• Reading text:

○ ○ ○ ○ ○

Cool Roots


A story for a hot summer's day. A few years ago Angus Stewart was answering a gardening question on Simon Marnie's ABC Sydney Radio Weekend Show and mentioned contractile roots in Gymea Lily. He said they draw the plant down into the soil and are important in helping the plant surviving fires.

Contractile roots are common in many different plants, and not just as a response to fire. They pull a plant closer to the ground, or in the case of bulbs, deeper into the soil.

You can usually pick contractile roots by their wrinkled exterior. At a certain stage in the roots development, some cells expand radially and contract longitudinally. This means that other, less flexible, parts of the root get contorted and wrinkled. It also means the plant is drawn downwards.

In the Australian heathlands, it’s a good idea to have your growing point below the soil surface during a raging fire. So a variety of plants, the best known being the grass tree and cycads, send down a taproot to anchor the young plant and then pull the growing tip a cm or two below the surface. Sometimes the stem itself also gets into the act and contracts a little.

For cold climate bulbs, the contraction into the soil is to protect them from freezing temperatures in winter.

Compare this to some of the Trigger Plants (Stylidium) and other species in the heathlands of Western Australia. If you look carefully, you find a kind of mini mangrove – these tiny plants look like they are on stilts and scared to touch the sandy soil.

○ ○ ○ ○ ○

• Extracted records:
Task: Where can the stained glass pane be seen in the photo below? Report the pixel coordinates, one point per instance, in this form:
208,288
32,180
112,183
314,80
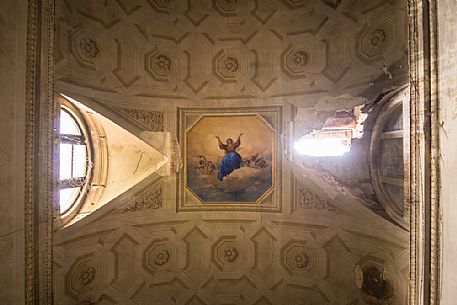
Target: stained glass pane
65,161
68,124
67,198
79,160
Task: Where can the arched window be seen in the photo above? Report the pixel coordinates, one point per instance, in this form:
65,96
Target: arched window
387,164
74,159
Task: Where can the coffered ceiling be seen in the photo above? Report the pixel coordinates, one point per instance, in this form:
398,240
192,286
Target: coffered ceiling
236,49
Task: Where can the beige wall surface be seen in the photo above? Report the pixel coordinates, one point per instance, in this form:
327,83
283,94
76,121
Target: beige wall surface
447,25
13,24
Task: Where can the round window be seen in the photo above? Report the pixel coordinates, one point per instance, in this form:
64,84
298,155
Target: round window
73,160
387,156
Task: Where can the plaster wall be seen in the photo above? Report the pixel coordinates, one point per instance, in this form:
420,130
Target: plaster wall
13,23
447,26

○ ○ ○ ○ ○

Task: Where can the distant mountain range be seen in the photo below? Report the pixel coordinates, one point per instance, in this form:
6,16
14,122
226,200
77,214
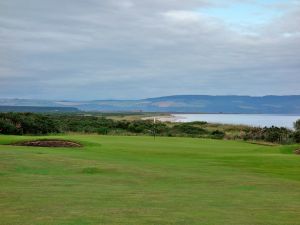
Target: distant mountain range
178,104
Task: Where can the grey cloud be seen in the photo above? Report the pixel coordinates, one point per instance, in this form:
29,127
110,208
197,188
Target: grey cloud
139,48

○ ○ ○ ○ ○

• Work to complete:
**A.** In the piece on contractile roots, why do plants like the grass tree and cycads pull their growing tip under the soil? Answer in one to three sentences.
**B.** Carry on the piece about contractile roots from its last sentence.
The material comes from a separate source.

• Solved tasks:
**A.** In the Australian heathlands, it helps to have the growing point below the soil surface during a raging fire. So these plants send down a taproot to anchor the young plant, then pull the growing tip a centimeter or two below the surface.

**B.**
In fact they are. The stilts keep the plant cool in summer and away from the waterlogged soil in winter. Around the world you can find larger palms and trees propped up by stilt-like roots in tidal or swampy areas, but almost only in south-west Australian heathlands do you find these ‘micro stilt plants’.

The stilts are special roots initiated from the stem above the ground, and only produced in winter when the sensitive root tip is safe from drying out before it hits the soil. Micro stilt plants don’t do so well in fires, but they like open spaces and establish almost exclusively in the season after a fire – in fact their age can tell you when the last fire occurred.

Image: A Trigger Plant from Western Australia keeping cool with its ‘micro stilts’. *This posting is from the Radio Archives (November 2007).